▸ THE TASK:
Down to the last line, output the records below exactly.

▸ PROVIDED INFORMATION:
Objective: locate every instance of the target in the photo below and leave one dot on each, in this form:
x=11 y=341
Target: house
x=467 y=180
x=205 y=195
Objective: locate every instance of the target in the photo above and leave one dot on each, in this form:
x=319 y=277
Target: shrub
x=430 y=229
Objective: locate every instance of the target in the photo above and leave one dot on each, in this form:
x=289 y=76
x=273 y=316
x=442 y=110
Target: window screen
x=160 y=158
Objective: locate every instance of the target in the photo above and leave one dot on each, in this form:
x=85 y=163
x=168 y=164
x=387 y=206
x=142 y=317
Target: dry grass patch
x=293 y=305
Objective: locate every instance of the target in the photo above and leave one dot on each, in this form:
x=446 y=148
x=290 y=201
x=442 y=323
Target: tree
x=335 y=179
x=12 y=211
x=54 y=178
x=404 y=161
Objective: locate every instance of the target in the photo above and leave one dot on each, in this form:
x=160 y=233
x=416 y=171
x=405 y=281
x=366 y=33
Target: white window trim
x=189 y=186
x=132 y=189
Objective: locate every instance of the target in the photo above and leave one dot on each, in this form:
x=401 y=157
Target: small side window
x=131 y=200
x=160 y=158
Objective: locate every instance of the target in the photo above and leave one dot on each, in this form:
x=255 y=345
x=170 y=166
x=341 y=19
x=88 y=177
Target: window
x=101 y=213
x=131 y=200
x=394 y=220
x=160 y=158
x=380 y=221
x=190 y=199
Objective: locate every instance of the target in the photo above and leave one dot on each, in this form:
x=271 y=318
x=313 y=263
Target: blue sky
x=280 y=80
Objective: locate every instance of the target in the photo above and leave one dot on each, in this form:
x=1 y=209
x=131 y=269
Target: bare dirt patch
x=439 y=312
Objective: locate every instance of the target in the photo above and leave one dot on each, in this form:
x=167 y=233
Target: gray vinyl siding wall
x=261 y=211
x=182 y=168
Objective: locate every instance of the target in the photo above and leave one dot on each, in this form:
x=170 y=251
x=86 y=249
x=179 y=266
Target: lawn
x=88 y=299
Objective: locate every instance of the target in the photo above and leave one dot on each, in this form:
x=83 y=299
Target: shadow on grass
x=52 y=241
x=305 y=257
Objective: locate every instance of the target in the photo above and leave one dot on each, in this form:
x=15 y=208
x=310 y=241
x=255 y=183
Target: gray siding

▸ SOLVED PROBLEM:
Objective: locate every instance of the target in the photo below and leave one dot on each, in this form:
x=11 y=341
Target: house
x=467 y=180
x=205 y=195
Objective: locate every instance of the target in the photo above and leave one dot on each, in this form:
x=319 y=277
Target: shrub
x=430 y=229
Objective: locate every instance of the target in the photo above and leave one dot on each, in this form:
x=289 y=76
x=273 y=316
x=442 y=110
Target: window screen
x=160 y=158
Objective: locate every instance of the target in the photo above and leave one dot on each, in this form:
x=85 y=163
x=168 y=164
x=387 y=206
x=142 y=317
Target: dry grass patch
x=293 y=305
Objective: locate every instance of the target in the photo above and leave one dot on each, in this form:
x=446 y=148
x=290 y=201
x=442 y=323
Target: tree
x=335 y=179
x=12 y=211
x=54 y=178
x=404 y=161
Objective: locate every instance of the target in the photo above and leave one dot on each, in this form:
x=160 y=233
x=416 y=171
x=405 y=281
x=366 y=33
Target: white window trim
x=189 y=186
x=132 y=189
Objective: locate every instance of the target in the photo above and leave one dot on each, in this form:
x=401 y=157
Target: small side window
x=131 y=200
x=160 y=158
Objective: locate every instance of the target in the photo above and leave one dot on each, in this form:
x=255 y=345
x=170 y=166
x=341 y=19
x=88 y=177
Target: window
x=101 y=213
x=131 y=200
x=394 y=220
x=160 y=158
x=380 y=221
x=190 y=199
Objective: locate every instance of the target in the photo above and leave one dot on each, in this form:
x=271 y=318
x=313 y=263
Target: blue sky
x=280 y=80
Objective: locate every instance of the target in the photo above and leave one dot on each, in this form:
x=1 y=209
x=131 y=269
Target: bare dirt patch
x=439 y=312
Objective: locate every instance of the target in the photo above and leave one dot on each, in this form:
x=167 y=233
Target: gray vinyl siding wall
x=261 y=211
x=182 y=168
Objective: locate every instance of the target in the photo above and leave one dot on each, in this form:
x=170 y=251
x=86 y=249
x=179 y=266
Target: lawn
x=88 y=299
Objective: locate every instance of the target in the photo above and leave one dot on each, in this form:
x=83 y=299
Target: shadow on grass
x=52 y=241
x=305 y=257
Objective: locate every instance of the target in the photo above and leave one dot on each, in this form:
x=15 y=208
x=310 y=241
x=255 y=183
Target: gray siding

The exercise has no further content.